Data records:
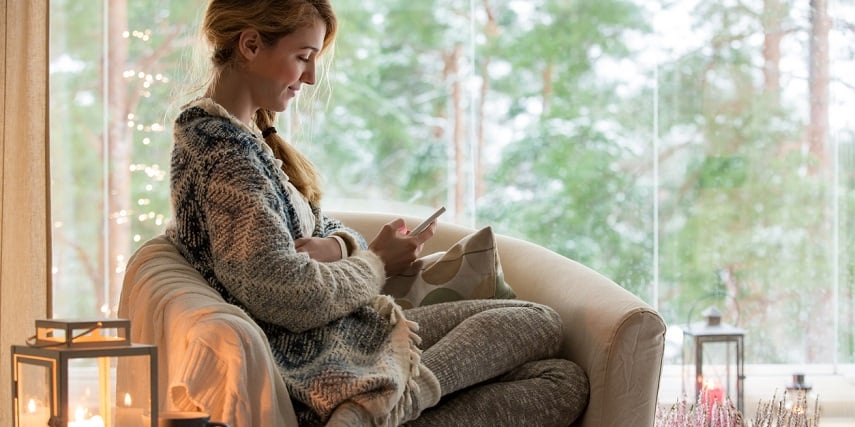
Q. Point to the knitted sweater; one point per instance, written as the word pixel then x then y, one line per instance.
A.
pixel 333 337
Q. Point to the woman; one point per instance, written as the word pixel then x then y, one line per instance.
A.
pixel 247 216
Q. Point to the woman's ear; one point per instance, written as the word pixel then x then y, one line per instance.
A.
pixel 249 43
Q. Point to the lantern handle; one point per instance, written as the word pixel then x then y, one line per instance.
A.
pixel 712 295
pixel 32 340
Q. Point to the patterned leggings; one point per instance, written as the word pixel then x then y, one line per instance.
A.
pixel 494 362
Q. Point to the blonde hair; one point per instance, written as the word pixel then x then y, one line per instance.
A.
pixel 273 19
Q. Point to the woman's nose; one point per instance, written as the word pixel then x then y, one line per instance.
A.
pixel 308 76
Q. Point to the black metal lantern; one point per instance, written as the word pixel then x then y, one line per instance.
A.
pixel 714 359
pixel 67 376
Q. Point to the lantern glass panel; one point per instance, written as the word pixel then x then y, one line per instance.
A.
pixel 97 397
pixel 719 373
pixel 34 379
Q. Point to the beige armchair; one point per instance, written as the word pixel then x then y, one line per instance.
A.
pixel 615 337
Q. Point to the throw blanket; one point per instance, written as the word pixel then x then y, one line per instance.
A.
pixel 211 356
pixel 334 338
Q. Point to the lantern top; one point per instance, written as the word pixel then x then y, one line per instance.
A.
pixel 799 383
pixel 713 316
pixel 83 333
pixel 712 326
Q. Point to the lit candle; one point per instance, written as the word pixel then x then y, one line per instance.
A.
pixel 34 415
pixel 127 416
pixel 712 393
pixel 81 419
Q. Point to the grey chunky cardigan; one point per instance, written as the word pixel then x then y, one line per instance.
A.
pixel 335 339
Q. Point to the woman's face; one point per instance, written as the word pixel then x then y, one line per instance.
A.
pixel 276 72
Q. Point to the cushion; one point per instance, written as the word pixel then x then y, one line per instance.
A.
pixel 470 269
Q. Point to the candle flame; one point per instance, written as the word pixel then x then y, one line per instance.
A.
pixel 80 414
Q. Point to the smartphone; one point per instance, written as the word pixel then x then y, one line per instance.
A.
pixel 427 222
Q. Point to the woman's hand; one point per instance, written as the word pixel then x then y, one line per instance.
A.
pixel 323 249
pixel 396 248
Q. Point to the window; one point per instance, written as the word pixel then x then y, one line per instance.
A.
pixel 698 153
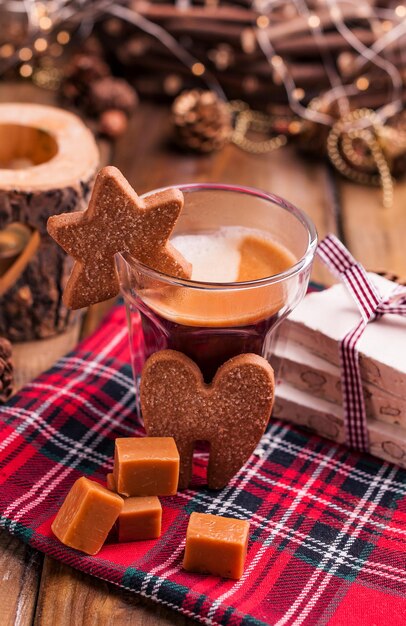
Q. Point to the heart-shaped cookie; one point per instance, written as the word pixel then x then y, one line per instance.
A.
pixel 231 413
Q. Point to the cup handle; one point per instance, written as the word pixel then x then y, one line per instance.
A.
pixel 14 272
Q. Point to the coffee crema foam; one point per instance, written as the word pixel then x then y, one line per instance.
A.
pixel 233 254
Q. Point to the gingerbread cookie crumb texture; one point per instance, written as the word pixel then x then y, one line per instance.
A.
pixel 117 220
pixel 231 413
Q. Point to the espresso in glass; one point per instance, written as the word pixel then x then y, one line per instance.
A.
pixel 251 254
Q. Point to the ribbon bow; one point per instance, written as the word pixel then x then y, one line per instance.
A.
pixel 372 307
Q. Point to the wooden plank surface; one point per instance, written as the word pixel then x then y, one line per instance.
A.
pixel 146 157
pixel 20 571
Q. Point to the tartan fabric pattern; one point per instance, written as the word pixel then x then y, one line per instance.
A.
pixel 327 525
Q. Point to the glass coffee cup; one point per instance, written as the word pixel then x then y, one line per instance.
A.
pixel 213 321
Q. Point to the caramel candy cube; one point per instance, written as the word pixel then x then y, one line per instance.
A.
pixel 216 545
pixel 110 482
pixel 140 518
pixel 86 516
pixel 146 466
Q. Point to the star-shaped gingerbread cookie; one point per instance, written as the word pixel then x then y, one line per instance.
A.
pixel 117 220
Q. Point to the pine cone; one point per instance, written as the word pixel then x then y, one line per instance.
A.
pixel 202 120
pixel 6 370
pixel 111 93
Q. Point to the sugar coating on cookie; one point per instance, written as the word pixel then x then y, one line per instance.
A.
pixel 231 413
pixel 117 220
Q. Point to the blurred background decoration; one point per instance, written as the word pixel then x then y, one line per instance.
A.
pixel 328 75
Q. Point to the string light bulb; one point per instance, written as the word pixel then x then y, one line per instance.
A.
pixel 298 93
pixel 7 51
pixel 400 10
pixel 40 44
pixel 25 54
pixel 313 21
pixel 45 23
pixel 362 83
pixel 198 69
pixel 63 37
pixel 26 70
pixel 262 21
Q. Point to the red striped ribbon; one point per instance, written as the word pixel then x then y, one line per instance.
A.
pixel 372 307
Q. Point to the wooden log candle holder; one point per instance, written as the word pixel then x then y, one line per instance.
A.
pixel 48 160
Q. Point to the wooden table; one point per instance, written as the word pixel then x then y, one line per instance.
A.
pixel 38 590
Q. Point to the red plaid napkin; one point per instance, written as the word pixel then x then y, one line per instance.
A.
pixel 328 526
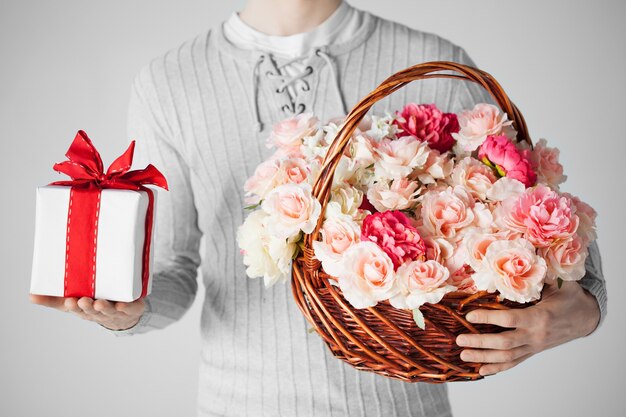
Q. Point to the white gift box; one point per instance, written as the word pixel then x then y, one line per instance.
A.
pixel 120 243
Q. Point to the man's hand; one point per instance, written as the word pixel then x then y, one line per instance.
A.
pixel 112 315
pixel 562 315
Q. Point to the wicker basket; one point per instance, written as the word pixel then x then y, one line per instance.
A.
pixel 383 339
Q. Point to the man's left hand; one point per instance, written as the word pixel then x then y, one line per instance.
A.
pixel 562 315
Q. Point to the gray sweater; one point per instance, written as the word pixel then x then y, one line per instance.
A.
pixel 201 114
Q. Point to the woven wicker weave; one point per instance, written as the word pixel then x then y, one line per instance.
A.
pixel 383 339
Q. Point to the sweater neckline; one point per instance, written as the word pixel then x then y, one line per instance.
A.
pixel 360 36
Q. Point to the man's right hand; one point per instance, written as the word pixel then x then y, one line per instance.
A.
pixel 112 315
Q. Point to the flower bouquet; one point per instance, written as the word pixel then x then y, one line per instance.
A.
pixel 393 227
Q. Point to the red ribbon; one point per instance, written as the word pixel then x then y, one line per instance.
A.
pixel 84 166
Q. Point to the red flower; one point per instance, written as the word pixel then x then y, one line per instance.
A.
pixel 428 124
pixel 393 233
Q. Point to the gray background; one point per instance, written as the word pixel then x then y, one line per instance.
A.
pixel 66 65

REQUIREMENT:
All preceding records should be duplicated verbatim, images excepted.

ANSWER FOR THIS EXERCISE:
Q. Point to the knitted sweater; one point per instance, written as the word pixel then x then y, one line per instance.
A.
pixel 333 337
Q. Point to the woman; one point per instance, written as the word pixel then x then y, one line per instance.
A.
pixel 247 216
Q. Point to the woman's ear; one point per instance, written as the word pixel then x then y, one line per instance.
A.
pixel 249 43
Q. Point to the lantern handle; one point per instance, written as the word pixel then x then y, one line per instance.
A.
pixel 712 295
pixel 32 340
Q. Point to the patterned leggings; one point per instance, written as the word pixel then x then y, one line per instance.
A.
pixel 494 362
Q. Point to the blonde hair; one point per instance, written as the word pixel then x then y, one line per instance.
A.
pixel 273 19
Q. Point to the woman's nose; one point per instance, written as the word pixel then x then y, one line per instance.
A.
pixel 308 76
Q. Point to the black metal lantern; one point per instance, written as the word pixel then x then y, one line per instance.
A.
pixel 714 359
pixel 67 376
Q. Point to the lantern glass panel; one point per instance, written as the word pixel then x then y, one line per instance.
A.
pixel 97 397
pixel 719 373
pixel 34 379
Q. Point to the beige armchair; one point per instance, written as the word pixel then x then y, one line per instance.
A.
pixel 615 337
Q. Point to the throw blanket; one point per instance, written as the word pixel then x then y, one line per instance.
A.
pixel 211 356
pixel 334 338
Q. Point to the lantern top; one point per instance, written as the word pixel then x then y, one line per instance.
A.
pixel 799 383
pixel 713 316
pixel 83 333
pixel 712 326
Q. Point to the lit candle; one point per instance, written as the word pixel then x then y, one line per instance.
A.
pixel 34 415
pixel 127 416
pixel 712 393
pixel 81 419
Q. Point to the grey chunky cardigan; one point per instance, written as the word pixel then x then y, one line per instance.
A.
pixel 335 339
Q. Point to the woman's face; one point per instance, written as the word pixel then x then y, one line per instance.
A.
pixel 276 72
Q. Point to the cushion; one point per instance, written as the word pixel then x then y, one line per instance.
A.
pixel 470 269
Q. Point to the candle flame; one point per instance, written as the word pixel then x then y, one line per instance.
A.
pixel 80 414
Q. Point to the smartphone; one point per instance, written as the word pixel then x then y, one line per instance.
A.
pixel 427 222
Q. Point to the woman's hand; one point per instance, written as the word pixel then x then y, one line per instance.
A.
pixel 323 249
pixel 396 248
Q. Point to the window; one point per instance, written as the word pixel then x then y, one line per instance.
A.
pixel 698 153
Q. Point to the heart-shaped cookie; one point per instance, written as the word pixel then x then y, one line per instance.
A.
pixel 231 413
Q. Point to the cup handle; one point per instance, written as the word pixel then x then y, one line per instance.
A.
pixel 14 272
Q. Point to the coffee crema foam; one point per instance, written as the word pixel then x then y, one line per instance.
A.
pixel 233 254
Q. Point to the gingerbread cookie crumb texture; one point per instance, written as the word pixel then x then y, one line per instance.
A.
pixel 117 220
pixel 231 413
Q. Point to the espresso in glass; one point per instance, written as the word pixel then x then y, one line per instance.
A.
pixel 251 254
Q. Point to the ribbon bow; one point per instance, written as the word pixel then x then y, one line per instance.
A.
pixel 372 307
Q. Point to the wooden plank surface; one point per instance, written as the word pixel then x then y, one line per instance.
A.
pixel 146 157
pixel 20 571
Q. Point to the tartan fabric pattern; one point per instance, written as the word pixel then x then y, one line per instance.
A.
pixel 327 525
Q. Point to the glass coffee cup; one point per instance, written as the word pixel then x then y, one line per instance.
A.
pixel 213 321
Q. Point to the caramel candy cube; one point per instance, written as the word pixel then x then y, one line per instance.
A.
pixel 216 545
pixel 110 482
pixel 140 518
pixel 86 516
pixel 146 466
Q. Point to the star-shaped gingerbread cookie; one point per instance, written as the word pixel then x then y, one line per instance.
A.
pixel 117 220
Q. Point to the pine cone; one point per instance, written as the word pixel then x then y, one line per instance.
A.
pixel 202 120
pixel 6 370
pixel 111 93
Q. Point to the sugar coating on cookie; one point per instance, written as the word pixel then x then y, one line per instance.
A.
pixel 231 413
pixel 117 220
Q. Point to the blurred background decoration; one point per instance, written as the word pixel then x then y, one line per instance.
A.
pixel 328 75
Q. Point to the string light bulb; one point per instance, written as the word pixel then x then y, one line per instance.
A.
pixel 298 93
pixel 7 51
pixel 400 10
pixel 40 44
pixel 25 54
pixel 313 21
pixel 45 23
pixel 362 83
pixel 198 69
pixel 63 37
pixel 26 70
pixel 262 21
Q. Point to the red striped ribbon; one point per instance, written as the word pixel then x then y, one line per instance.
A.
pixel 372 307
Q. Point to the wooden log candle holder; one point per instance, written as the word pixel then x then y, one line per instance.
A.
pixel 48 160
Q. Point to the wooden table; one point per instance, written as the word pixel then x then y, one line per instance.
A.
pixel 38 590
Q. Point to the red plaid napkin; one point per instance, written as the word pixel then x then y, one line per instance.
A.
pixel 328 526
Q. Point to the white gift box; one point per instance, written as the word pixel then x then y, one line per instance.
A.
pixel 120 243
Q. Point to the man's hand; one point per instance, written as the word pixel then x then y, one line per instance.
A.
pixel 112 315
pixel 562 315
Q. Point to the wicker basket; one point per instance, written as the word pixel then x then y, one line per instance.
A.
pixel 383 339
Q. Point to the man's left hand; one point per instance, written as the word pixel then x then y, one line per instance.
A.
pixel 562 315
Q. Point to the gray sweater; one point per instance, written as the word pixel then x then y, one line per instance.
A.
pixel 201 114
Q. Point to the woven wicker weave; one point per instance, written as the word pixel then x then y, one line per instance.
A.
pixel 383 339
Q. Point to the sweater neckline; one point per instance, written as the word pixel then x then y, one line per instance.
A.
pixel 360 36
Q. Point to the man's right hand; one point per instance, written as the word pixel then x then y, one line per instance.
A.
pixel 112 315
Q. Point to the flower bouquet; one point per instance, written as the word pixel then x then y, one line per instance.
A.
pixel 393 227
Q. Point to the red ribbon; one point per instance, written as the word pixel then x then y, one line per instance.
A.
pixel 84 166
Q. Point to the red flower; one point per instance, written as the word pixel then x then y, one line per instance.
A.
pixel 428 124
pixel 393 233
Q. Point to the gray background; one point per instance, written as the word pixel then x then y, one line per instance.
A.
pixel 66 65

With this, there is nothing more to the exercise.